Mais il y a urgence à redonner confiance et espoir à chacun, pour redonner confiance et espoir à tous.
 
Aucun statu quo n’est possible. Aucune recette miracle d’un modèle venu d’ailleurs n’est à attendre. Nous devons inventer une voie nouvelle pour recréer un pacte social qui rende effectif notre ambition de solidarité et d’égalité. 
 
 
  • Vers un contrat de première embauche pour tous ?par Sabina Issehnane, économiste à l’université Rennes-II, membre de Champ libre et des Économistes atterrés
 
La stratégie adoptée par ce gouvernement ressemble à s’y méprendre à celle du Medef. Elle vise un affaiblissement de la législation de l’emploi. Pourtant, les derniers chiffres du ministère du Travail montrent que la part des CDD dans les embauches a continué sa hausse et que ces contrats sont de plus en plus courts. 
La moitié des CDD auraient ainsi une durée inférieure à 10 jours, contre 14 jours en 2012.

CONSIGNE 1
Selon le texte sur l'emploi, quelle serait la durée de la moitié des CDD, et à combien s'élevait-elle en 2012 ?
CONSIGNE 2
Poursuivez le texte sur l'emploi après sa dernière phrase.

Éléments d'un jeu de données
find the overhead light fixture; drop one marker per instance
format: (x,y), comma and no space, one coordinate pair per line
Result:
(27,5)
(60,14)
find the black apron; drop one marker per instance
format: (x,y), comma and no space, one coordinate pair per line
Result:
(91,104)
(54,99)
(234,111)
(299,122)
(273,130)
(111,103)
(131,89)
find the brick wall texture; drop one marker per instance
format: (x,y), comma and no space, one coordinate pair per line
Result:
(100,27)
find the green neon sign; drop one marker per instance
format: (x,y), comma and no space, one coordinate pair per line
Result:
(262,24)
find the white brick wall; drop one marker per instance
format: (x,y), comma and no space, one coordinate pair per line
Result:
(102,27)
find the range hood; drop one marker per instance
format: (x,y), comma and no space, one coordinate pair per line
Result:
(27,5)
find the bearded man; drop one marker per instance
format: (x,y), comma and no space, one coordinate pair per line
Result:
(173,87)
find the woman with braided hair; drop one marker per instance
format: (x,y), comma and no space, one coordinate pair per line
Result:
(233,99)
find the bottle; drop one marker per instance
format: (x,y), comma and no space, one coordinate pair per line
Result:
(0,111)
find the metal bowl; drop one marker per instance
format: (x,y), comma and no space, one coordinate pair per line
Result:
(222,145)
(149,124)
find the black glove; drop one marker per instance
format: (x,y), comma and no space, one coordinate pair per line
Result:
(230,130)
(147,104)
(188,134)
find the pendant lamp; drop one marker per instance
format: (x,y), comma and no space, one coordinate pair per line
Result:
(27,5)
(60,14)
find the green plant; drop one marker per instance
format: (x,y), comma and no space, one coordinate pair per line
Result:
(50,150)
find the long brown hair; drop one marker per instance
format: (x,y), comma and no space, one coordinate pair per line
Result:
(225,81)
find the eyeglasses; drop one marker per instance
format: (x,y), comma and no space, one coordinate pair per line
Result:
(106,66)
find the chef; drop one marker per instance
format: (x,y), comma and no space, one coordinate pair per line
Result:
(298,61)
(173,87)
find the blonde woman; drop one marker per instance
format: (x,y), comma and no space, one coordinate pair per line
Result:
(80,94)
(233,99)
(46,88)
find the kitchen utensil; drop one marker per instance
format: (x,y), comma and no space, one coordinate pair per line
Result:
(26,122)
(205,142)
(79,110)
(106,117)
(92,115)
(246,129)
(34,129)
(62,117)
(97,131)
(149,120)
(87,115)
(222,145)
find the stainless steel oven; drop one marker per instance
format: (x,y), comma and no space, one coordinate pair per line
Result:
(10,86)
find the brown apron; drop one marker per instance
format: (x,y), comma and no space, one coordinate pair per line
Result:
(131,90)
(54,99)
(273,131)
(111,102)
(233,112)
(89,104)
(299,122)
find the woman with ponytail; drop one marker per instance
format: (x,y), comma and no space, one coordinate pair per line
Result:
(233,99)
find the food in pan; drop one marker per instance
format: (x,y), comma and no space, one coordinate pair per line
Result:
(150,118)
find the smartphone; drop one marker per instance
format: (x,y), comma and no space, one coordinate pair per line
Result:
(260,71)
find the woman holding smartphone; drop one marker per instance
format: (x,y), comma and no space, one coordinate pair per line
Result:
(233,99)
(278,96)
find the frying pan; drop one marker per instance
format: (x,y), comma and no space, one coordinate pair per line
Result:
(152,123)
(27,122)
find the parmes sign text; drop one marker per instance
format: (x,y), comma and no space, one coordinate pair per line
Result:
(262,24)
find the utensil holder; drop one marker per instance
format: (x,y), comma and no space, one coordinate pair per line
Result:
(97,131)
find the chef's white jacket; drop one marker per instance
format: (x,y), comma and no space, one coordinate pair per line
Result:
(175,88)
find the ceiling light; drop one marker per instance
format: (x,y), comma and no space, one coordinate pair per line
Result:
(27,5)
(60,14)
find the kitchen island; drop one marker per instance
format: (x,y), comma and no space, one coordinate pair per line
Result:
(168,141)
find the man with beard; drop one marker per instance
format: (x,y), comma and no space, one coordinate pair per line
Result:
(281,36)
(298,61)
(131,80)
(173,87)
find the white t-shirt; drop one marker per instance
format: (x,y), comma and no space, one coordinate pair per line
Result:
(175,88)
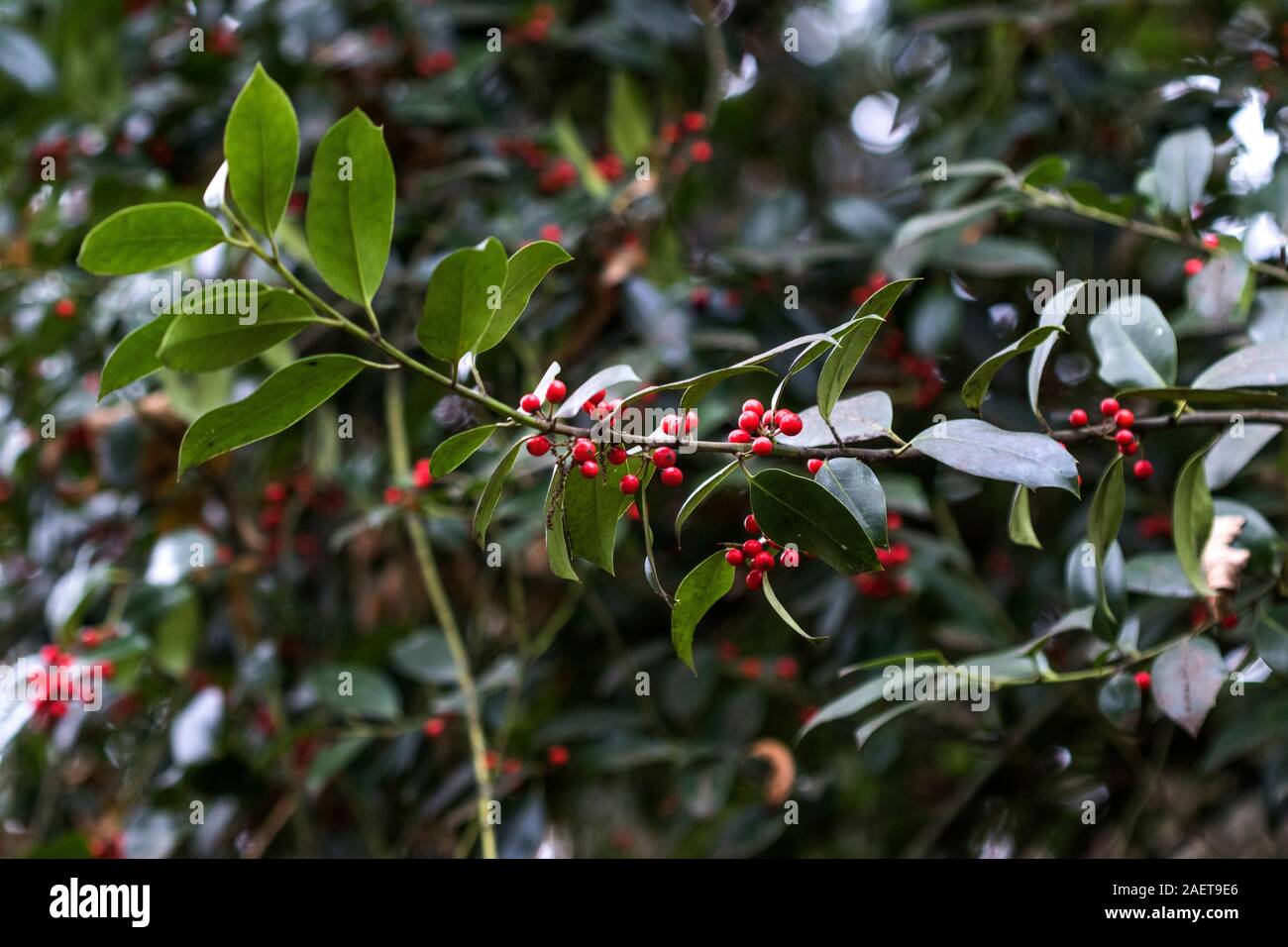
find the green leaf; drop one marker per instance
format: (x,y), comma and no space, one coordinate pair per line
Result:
(853,483)
(782,612)
(1120,701)
(1055,309)
(557,531)
(1134,343)
(708,581)
(977,385)
(706,488)
(591,508)
(207,333)
(1106,519)
(357,692)
(464,294)
(1263,364)
(1019,526)
(844,360)
(147,237)
(858,418)
(526,270)
(262,144)
(1181,166)
(286,397)
(630,120)
(351,214)
(490,495)
(134,357)
(1192,519)
(978,447)
(795,509)
(458,449)
(1202,397)
(600,381)
(1185,681)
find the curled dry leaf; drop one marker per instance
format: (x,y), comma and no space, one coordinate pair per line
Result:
(1222,562)
(782,768)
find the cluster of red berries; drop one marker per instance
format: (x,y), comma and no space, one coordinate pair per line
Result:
(1120,419)
(889,582)
(691,124)
(759,427)
(54,689)
(758,554)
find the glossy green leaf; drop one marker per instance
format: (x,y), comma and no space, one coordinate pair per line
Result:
(1019,525)
(207,333)
(1106,519)
(136,356)
(979,449)
(262,144)
(490,495)
(351,214)
(977,385)
(1185,681)
(706,488)
(464,294)
(708,581)
(768,589)
(286,397)
(842,361)
(853,483)
(524,272)
(1056,304)
(795,509)
(149,236)
(458,449)
(1134,344)
(1192,519)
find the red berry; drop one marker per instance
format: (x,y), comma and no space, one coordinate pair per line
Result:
(790,424)
(434,727)
(664,458)
(421,476)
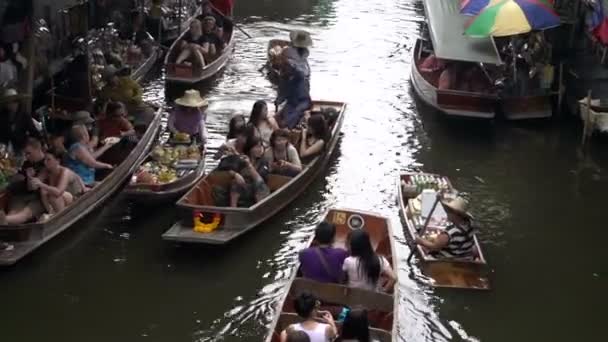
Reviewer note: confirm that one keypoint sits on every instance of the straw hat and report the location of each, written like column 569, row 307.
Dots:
column 192, row 98
column 10, row 95
column 82, row 117
column 300, row 39
column 458, row 205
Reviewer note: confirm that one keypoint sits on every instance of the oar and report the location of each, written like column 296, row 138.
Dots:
column 423, row 230
column 232, row 21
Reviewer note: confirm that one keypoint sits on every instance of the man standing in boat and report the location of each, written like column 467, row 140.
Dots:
column 458, row 238
column 294, row 85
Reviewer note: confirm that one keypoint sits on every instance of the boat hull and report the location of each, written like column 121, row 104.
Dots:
column 451, row 102
column 452, row 273
column 382, row 308
column 238, row 221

RÉSULTAT 1
La moitié des CDD auraient une durée inférieure à 10 jours, contre 14 jours en 2012.

RÉSULTAT 2
 
Pourtant, on nous assène que notre marché du travail serait trop rigide. Cherchez l’erreur ! Il faudrait selon certains, comme M. Attali, diminuer les rigidités du marché du travail qui empêcheraient les employeurs d’embaucher. Ces rigidités, quelles sont-elles ? Ce sont notre droit du travail, notre salaire minimum, la protection des licenciements, autrement dit tout ce qui protège la partie subordonnée dans la relation de travail, c’est-à-dire le travailleur.
 
La relation de travail n’est pas une relation entre individus égaux, c’est une relation de subordination. Or la loi Macron comme la loi de sécurisation de l’emploi de juin 2013 n’ont qu’un seul objectif, celui de s’attaquer à ce qui protège le travailleur : les prud’hommes, l’inspection du travail, le repos dominical, etc. Pour ces partisans d’un marché du travail sans entraves, si les employeurs n’embauchent pas, c’est que nous n’avons pas été assez loin dans la suppression de ces rigidités. Il faudrait pour certains prendre exemple sur nos voisins européens. Voulons-nous d’un « contrat zéro heure » comme au Royaume-Uni, sans durée de travail affichée, le salarié devant être disponible à n’importe quel moment ? Voulons-nous des mini-jobs allemands à 400 euros par mois ? Voulons-nous des « reçus verts » portugais sans indemnités maladie et sans congés payés ?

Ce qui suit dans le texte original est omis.